▸ **Given passage**:
[start]
# Brook Hines (I laughed, I cried...)



## Jason (Oct 2, 2007)

Man, when I left the house this AM it felt ok....36 degrees. When I got to a bottom at a creek up in AL it dropped to 30!!!! Had a hard time believing it!!!











Got to the lake and I was the 1st on the water!!!:thumbsup: I started heading to deeper water and found a few spots with fish.... I was using nothing but earthworms fer about an hour, then I realized====Hey, I have chicken livers!!!! duhhhhh So I threw some on. I caught this monster bream on a chicken liver!!!











I was just sitting there and I was getting a few hits here and there but no takers! All of a sudden my rod slammed over and it was on!!!:yes: After a brief battle I couldn't believe my eyes as it came up...biggest cat I have ever caught! I don't catch alot of cats so I can't judge weight on them too well but he was longer then my cooler which is 30 inches long. I forgot a net and reached down to gill him. I got his gill and he flopped so I grabbed his upper spine and pulled him forward. Almost had him in the boat and SNAP goes the line!!!:001_huh: I cried, said a few not so nice words and sat there in disbelief!!! 

I continued moving to other spots that had fish on em and got bites but no takers. Towards the end, and the wind picked up to 100 MPH I started getting more bites. I had one break off as soon as I hooked him, and then a few others that only played w/ the livers. I didn't catch anything on live bait...nothing but trees which made me have to break off my braid!
[end]
▸ **Information supplied**:
[start]
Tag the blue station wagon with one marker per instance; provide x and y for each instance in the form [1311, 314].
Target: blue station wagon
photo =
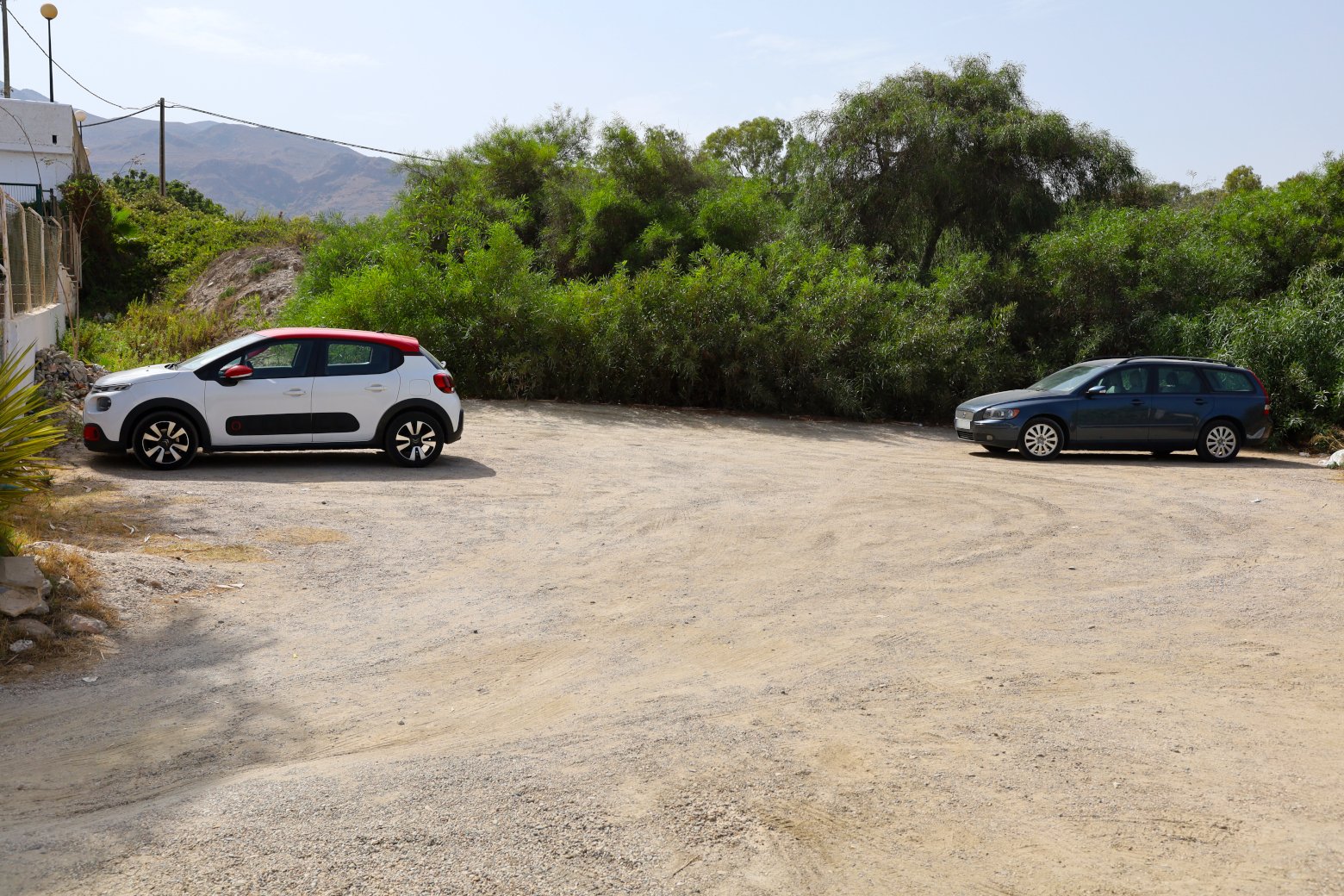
[1149, 403]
[end]
▸ **Problems and tasks**:
(a) Answer from the fishing post, one line per question:
(i) What temperature did it drop to at the creek bottom?
(ii) What bait caught the bream?
(iii) How long is the cooler?
(b) Print the fishing post between "## Jason (Oct" and "time believing it!!!", inclusive.

▸ **Expected results**:
(a)
(i) 30 degrees
(ii) A chicken liver
(iii) 30 inches

(b)
## Jason (Oct 2, 2007)

Man, when I left the house this AM it felt ok....36 degrees. When I got to a bottom at a creek up in AL it dropped to 30!!!! Had a hard time believing it!!!